— SHORT PROBLEM A —
Duplicate the grievances passage from "In every stage" up to and including "by repeated injury.".

— QUOTED PASSAGE —

════════

He has obstructed the Administration of Justice, by refusing his Assent to Laws
for establishing Judiciary powers. He has made Judges dependent on his Will
alone, for the tenure of their offices, and the amount and payment of their
salaries. He has erected a multitude of New Offices, and sent hither
swarms of Officers to harass our people, and eat out their substance. He
has kept among us, in times of peace, Standing Armies without the consent of our
legislatures. He has affected to render the Military independent of and
superior to the Civil power. He has combined with others to subject us to
a jurisdiction foreign to our constitution and unacknowledged by our laws;
giving his Assent to their Acts of pretended Legislation: For Quartering
large bodies of armed troops among us: For protecting them, by a mock
Trial, from punishment for any Murders which they should commit on the
Inhabitants of these States: For cutting off our Trade with all parts of
the world: For imposing Taxes on us without our Consent: For
depriving us, in many cases, of the benefits of Trial by Jury: For
transporting us beyond Seas to be tried for pretended offences: For
abolishing the free System of English Laws in a neighbouring Province,
establishing therein an Arbitrary government, and enlarging its Boundaries so as
to render it at once an example and fit instrument for introducing the same
absolute rule into these Colonies: For taking away our Charters,
abolishing our most valuable Laws, and altering fundamentally the Forms of our
Governments: For suspending our own Legislatures, and declaring themselves
invested with power to legislate for us in all cases whatsoever. He has
abdicated Government here, by declaring us out of his Protection and waging War
against us. He has plundered our seas, ravaged our Coasts, burnt our
towns, and destroyed the lives of our people. He is at this time
transporting large Armies of foreign Mercenaries to compleat the works of death,
desolation and tyranny, already begun with circumstances of Cruelty and perfidy
scarcely paralleled in the most barbarous ages, and totally unworthy the Head of
a civilized nation. He has constrained our fellow Citizens taken Captive
on the high Seas to bear Arms against their Country, to become the executioners
of their friends and Brethren, or to fall themselves by their Hands. He
has excited domestic insurrections amongst us, and has endeavoured to bring on
the inhabitants of our frontiers, the merciless Indian Savages, whose known rule
of warfare, is an undistinguished destruction of all ages, sexes and conditions.
In every stage of these Oppressions We have Petitioned for Redress in the most
humble terms: Our repeated Petitions have been answered only by repeated injury.

════════

— SHORT PROBLEM B —
Rewrite the records below with "query" swapped for "prompt" and everything else unchanged. Leave the pictures out of your answer.

(Records from a dataset)
════════

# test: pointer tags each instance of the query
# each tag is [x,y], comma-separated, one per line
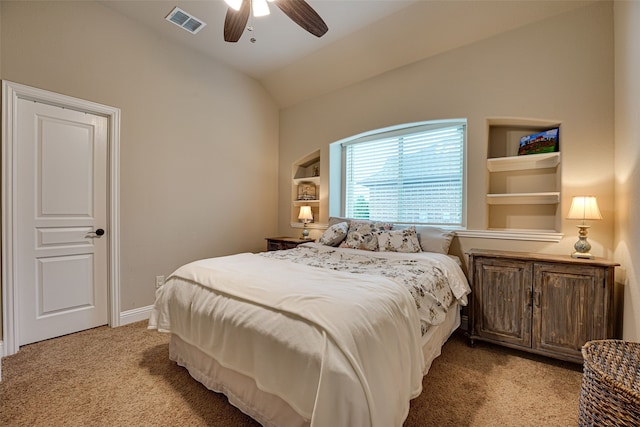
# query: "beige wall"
[557,69]
[627,159]
[199,142]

════════

— RESPONSE A —
In every stage of these Oppressions We have Petitioned for Redress in the most
humble terms: Our repeated Petitions have been answered only by repeated injury.

— RESPONSE B —
# test: pointer tags each instance of the prompt
# each tag is [x,y], comma-separated, one per line
# prompt: "beige wall"
[557,69]
[627,159]
[199,142]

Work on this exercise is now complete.